Job: Print only the lines from the one containing "Category: the barbecue grill cover" up to and including the one containing "pixel 365 232", reproducing each character for character.

'''

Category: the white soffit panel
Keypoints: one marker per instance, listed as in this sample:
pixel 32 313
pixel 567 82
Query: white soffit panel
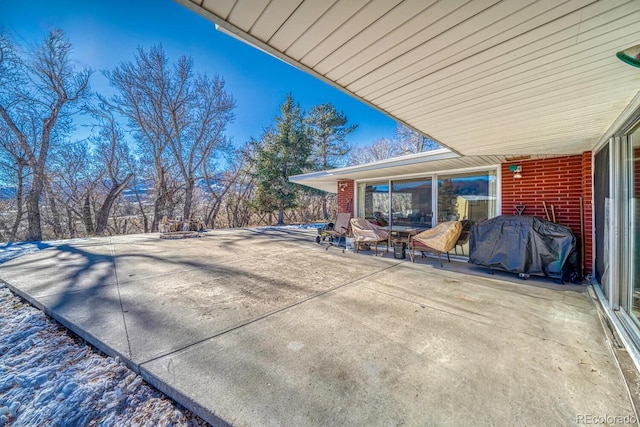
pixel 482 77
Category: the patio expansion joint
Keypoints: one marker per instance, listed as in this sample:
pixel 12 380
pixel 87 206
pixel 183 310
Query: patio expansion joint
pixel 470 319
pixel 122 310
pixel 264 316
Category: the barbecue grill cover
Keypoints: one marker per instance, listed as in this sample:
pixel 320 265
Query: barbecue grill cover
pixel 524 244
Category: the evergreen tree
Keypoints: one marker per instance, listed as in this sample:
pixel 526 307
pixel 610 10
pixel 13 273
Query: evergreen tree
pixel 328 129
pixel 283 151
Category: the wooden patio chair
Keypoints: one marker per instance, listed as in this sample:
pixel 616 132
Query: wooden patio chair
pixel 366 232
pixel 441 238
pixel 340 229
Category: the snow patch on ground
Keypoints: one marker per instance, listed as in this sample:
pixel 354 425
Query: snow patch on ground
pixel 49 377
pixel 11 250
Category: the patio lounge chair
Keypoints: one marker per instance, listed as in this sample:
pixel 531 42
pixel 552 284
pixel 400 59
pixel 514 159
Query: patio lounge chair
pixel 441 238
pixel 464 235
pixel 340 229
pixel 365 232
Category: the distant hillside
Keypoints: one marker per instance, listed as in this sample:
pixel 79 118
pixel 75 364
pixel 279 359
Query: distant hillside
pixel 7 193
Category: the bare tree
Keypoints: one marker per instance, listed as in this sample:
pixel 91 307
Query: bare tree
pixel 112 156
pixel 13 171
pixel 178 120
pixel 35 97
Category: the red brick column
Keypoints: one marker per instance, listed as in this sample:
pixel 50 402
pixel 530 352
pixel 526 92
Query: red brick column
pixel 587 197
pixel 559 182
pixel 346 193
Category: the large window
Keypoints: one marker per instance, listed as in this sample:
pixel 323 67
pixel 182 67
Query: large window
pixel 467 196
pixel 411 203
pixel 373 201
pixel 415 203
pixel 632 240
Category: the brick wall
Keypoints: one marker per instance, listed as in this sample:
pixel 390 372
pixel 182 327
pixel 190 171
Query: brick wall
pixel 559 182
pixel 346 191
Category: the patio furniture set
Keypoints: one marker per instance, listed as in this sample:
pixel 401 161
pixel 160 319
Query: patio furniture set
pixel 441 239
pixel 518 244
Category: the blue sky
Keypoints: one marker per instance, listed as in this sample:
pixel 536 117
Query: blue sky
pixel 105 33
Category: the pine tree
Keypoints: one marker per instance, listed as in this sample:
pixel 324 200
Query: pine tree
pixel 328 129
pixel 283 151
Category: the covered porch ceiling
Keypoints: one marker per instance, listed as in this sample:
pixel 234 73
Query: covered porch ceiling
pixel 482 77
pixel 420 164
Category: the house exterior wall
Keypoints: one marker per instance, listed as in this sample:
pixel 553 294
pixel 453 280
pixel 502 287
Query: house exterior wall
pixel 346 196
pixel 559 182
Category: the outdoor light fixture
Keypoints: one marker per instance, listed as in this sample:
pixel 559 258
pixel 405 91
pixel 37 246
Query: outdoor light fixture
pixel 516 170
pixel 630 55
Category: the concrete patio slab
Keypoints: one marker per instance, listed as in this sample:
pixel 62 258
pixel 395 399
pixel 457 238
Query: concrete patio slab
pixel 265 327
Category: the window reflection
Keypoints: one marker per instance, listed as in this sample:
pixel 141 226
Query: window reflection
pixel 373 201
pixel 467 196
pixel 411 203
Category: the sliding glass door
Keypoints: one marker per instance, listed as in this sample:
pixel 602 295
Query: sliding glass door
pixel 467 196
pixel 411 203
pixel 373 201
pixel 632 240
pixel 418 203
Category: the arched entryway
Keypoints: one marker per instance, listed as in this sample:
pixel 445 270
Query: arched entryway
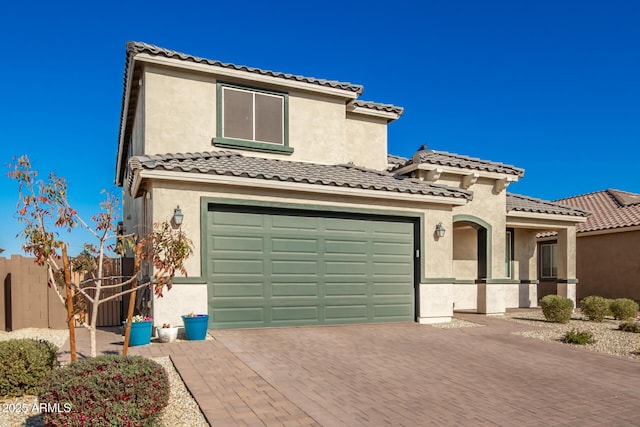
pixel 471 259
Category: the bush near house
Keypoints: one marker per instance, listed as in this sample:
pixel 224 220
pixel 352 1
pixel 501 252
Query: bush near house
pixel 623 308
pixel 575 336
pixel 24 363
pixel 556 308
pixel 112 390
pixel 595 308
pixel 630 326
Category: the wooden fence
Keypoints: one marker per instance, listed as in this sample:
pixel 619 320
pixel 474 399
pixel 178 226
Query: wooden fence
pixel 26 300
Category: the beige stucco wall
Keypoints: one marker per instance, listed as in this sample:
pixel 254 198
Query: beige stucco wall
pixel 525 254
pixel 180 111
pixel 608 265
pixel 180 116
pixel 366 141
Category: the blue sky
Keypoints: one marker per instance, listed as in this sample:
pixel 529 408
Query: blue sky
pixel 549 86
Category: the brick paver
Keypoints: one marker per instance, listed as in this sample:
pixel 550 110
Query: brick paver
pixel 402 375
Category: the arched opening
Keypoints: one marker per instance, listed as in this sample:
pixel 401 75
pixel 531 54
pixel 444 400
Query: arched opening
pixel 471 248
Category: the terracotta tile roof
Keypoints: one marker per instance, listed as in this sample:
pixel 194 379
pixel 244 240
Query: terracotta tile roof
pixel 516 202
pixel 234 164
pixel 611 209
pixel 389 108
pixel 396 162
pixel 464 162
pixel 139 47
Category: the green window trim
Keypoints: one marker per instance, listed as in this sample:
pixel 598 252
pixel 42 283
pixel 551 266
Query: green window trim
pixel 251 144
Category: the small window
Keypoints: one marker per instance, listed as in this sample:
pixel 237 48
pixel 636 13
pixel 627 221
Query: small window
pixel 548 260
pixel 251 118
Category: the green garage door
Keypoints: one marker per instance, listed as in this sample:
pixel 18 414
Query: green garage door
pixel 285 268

'''
'''

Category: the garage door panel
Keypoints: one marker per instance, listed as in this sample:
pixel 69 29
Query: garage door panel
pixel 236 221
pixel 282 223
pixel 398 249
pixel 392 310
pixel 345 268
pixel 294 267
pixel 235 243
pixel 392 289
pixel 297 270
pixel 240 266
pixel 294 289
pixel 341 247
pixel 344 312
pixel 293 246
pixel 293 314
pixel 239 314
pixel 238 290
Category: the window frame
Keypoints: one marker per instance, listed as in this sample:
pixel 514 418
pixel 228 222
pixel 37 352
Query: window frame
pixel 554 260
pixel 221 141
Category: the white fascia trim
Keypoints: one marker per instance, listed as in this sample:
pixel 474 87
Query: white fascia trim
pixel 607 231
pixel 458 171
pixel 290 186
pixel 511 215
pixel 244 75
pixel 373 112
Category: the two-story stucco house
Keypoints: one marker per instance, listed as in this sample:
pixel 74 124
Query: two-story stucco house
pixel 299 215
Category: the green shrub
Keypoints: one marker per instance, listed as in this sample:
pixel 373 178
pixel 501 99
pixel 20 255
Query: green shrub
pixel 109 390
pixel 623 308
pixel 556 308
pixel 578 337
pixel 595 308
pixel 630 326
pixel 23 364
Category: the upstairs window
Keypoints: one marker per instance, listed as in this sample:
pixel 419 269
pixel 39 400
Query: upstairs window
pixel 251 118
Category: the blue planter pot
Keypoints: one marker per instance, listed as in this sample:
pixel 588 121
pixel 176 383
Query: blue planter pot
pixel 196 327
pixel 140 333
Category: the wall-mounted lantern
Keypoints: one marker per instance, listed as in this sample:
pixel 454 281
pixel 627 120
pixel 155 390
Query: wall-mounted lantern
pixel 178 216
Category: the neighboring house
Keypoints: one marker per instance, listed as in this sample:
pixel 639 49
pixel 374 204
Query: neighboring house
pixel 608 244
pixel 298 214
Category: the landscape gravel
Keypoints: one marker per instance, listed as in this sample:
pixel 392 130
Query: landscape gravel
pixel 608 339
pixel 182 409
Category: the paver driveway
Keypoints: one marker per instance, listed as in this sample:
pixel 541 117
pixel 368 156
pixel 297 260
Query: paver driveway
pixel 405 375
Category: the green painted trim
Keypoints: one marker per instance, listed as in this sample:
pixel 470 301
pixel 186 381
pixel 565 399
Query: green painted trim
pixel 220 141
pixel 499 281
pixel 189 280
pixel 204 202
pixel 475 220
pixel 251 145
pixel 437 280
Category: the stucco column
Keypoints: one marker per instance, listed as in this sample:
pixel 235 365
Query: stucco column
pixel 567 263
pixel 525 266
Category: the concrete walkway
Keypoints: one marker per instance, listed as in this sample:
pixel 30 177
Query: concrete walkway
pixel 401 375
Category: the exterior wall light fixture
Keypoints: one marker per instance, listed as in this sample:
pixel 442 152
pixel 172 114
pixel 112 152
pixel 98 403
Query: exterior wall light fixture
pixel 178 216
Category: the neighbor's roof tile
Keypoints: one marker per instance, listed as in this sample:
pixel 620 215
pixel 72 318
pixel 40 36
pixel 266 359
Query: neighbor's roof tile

'''

Answer for the task:
Category: the barbecue grill cover
Keypoints: one marker per instance, listed as in this sample:
pixel 320 265
Query: barbecue grill cover
pixel 524 244
Category: the evergreen tree
Keypoints: one marker per instance, listed as in this sample:
pixel 526 307
pixel 610 10
pixel 13 273
Query: evergreen tree
pixel 328 129
pixel 283 151
Category: the wooden patio chair
Keypoints: one marker per instance, listed as in this sample:
pixel 616 132
Query: wooden patio chair
pixel 366 232
pixel 441 238
pixel 340 229
Category: the snow patch on ground
Keypoints: one marker per instance, listed as in this sample:
pixel 354 425
Query: snow patch on ground
pixel 49 377
pixel 11 250
Category: the patio lounge chair
Keypoints: one marker per instance, listed as in this sample:
pixel 531 42
pixel 552 284
pixel 400 59
pixel 514 159
Query: patio lounge chair
pixel 441 238
pixel 464 235
pixel 340 229
pixel 365 232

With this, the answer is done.